Records from a data source:
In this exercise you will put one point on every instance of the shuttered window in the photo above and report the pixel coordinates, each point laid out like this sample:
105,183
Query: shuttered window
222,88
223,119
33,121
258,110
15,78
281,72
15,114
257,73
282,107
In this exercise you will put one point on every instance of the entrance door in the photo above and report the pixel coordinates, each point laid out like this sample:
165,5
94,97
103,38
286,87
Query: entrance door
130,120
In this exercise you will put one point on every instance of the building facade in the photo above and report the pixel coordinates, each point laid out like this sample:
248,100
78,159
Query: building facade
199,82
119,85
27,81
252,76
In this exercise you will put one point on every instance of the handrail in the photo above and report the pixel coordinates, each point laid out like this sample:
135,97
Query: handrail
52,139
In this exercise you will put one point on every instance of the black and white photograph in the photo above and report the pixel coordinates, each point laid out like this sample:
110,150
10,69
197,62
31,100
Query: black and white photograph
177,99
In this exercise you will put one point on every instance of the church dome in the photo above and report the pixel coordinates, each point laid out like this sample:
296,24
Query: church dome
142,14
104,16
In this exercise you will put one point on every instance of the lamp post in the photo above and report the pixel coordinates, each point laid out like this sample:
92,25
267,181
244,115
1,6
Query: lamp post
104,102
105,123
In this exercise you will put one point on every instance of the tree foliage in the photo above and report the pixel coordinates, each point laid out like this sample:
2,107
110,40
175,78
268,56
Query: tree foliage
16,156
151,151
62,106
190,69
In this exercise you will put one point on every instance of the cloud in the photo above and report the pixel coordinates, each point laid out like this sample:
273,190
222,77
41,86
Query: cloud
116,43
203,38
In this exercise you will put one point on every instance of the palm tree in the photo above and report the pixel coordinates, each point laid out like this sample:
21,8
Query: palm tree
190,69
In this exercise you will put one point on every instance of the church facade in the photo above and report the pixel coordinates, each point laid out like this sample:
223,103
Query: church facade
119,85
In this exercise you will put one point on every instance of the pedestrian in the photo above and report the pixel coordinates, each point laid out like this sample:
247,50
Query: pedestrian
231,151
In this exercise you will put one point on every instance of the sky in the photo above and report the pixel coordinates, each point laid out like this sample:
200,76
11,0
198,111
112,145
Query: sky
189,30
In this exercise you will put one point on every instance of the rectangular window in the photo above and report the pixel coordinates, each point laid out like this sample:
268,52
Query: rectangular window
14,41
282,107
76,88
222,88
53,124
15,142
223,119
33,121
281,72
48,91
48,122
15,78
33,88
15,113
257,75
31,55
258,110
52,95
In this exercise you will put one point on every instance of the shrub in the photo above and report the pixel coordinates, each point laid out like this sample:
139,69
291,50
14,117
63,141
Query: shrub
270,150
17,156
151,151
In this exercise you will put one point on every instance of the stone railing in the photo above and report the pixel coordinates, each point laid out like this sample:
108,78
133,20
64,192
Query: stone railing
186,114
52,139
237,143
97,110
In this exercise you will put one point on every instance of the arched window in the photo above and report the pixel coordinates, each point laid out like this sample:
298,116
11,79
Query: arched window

-- Stated task --
The entries above must be returned in full, exactly as shown.

-- Task answer --
In this exercise you will put one point on every instance of the shuttered window in the photo above and report the pixel coordinates, each point laid out like this sample:
105,183
Query: shuttered window
222,88
223,119
33,121
258,110
15,78
281,72
15,114
257,73
282,107
In this exercise you will put one point on every instance of the entrance door in the photo above and report the pixel coordinates, each point laid out like this sample:
165,5
94,97
103,38
286,87
Query: entrance door
130,120
In this exercise you will put one point on every instance of the building facade in the photo above and report the pixel coordinates, each point laid out like this sample:
248,100
78,159
Query: building facade
199,82
119,85
27,81
252,76
In this exercise you will put one point on every instance of the handrail in the photo above and report the pixel coordinates, each point laid out like this sample:
135,97
Query: handrail
52,139
In this exercise you will put one point on every instance of the black and white photograph in the photo above and report the pixel coordinates, each point laid out like this sample:
110,150
10,69
197,62
31,100
Query: black and white photograph
177,99
In this exercise you will put one point on every instance of the church dome in the photo above and report the pixel coordinates, each point laid out like this sample:
296,24
Query: church dome
142,14
104,16
In this exercise you will put one point on every instance of the lamp post in the photo above and report the pixel coordinates, each point laid out like this sample:
92,25
267,181
244,115
1,6
Query: lamp post
104,102
105,123
In this exercise you will put one point on every instance of the tree foliage in the photo above and report the pixel coordinates, each point laid out like this sample:
2,107
110,40
175,78
268,56
Query: tree foliage
16,156
151,151
62,106
190,69
In this exercise you will put one point on every instance of the cloud in the photo above and report the pixel coordinates, each point laid out like this sample:
273,190
222,77
41,86
Query: cloud
116,43
203,38
In this exercise you will put one point on every instance of the palm tree in the photo above and report the pixel coordinates, each point laid out like this sample:
21,8
Query: palm tree
190,69
In this exercise you will put one point on every instance of the church facade in the photo above and report the pixel coordinates, each point laid out like this sample:
223,103
Query: church facade
119,85
In this exercise you will put one point on every instance of the pedestrian in the photo above and report the pixel coordinates, each point laid out like this sample:
247,50
Query: pedestrian
231,151
In this exercise you will put one point on every instance of the sky in the photo above and report the pixel coordinates, each point laid out like this sample:
200,76
11,0
198,111
112,145
Query: sky
189,30
In this exercise you will put one point on every instance of the rectangular window in the photo above and report the pixel coordinates, each point laid out like this sample:
268,52
Query: rectangular window
14,41
282,107
76,88
222,88
53,124
15,142
223,119
33,121
281,72
48,91
48,122
15,78
33,88
15,113
257,75
31,55
258,110
52,95
In this exercise you will put one point on every instance of the shrub in the photo above and report the pixel coordinates, each point laid out like this sample:
139,69
291,50
14,117
63,141
Query: shrub
270,150
17,156
151,151
In this exercise you will put one point on every instance of the stone railing in the photo above and report the pixel coordinates, each point laid out like this sample:
108,78
133,20
64,192
Query: stone railing
186,114
52,139
237,143
97,110
In this exercise you will put one point on every instance of the arched window in the photo above and report the pixel coordinates, each point laid out like this sample:
298,116
11,79
Query: arched window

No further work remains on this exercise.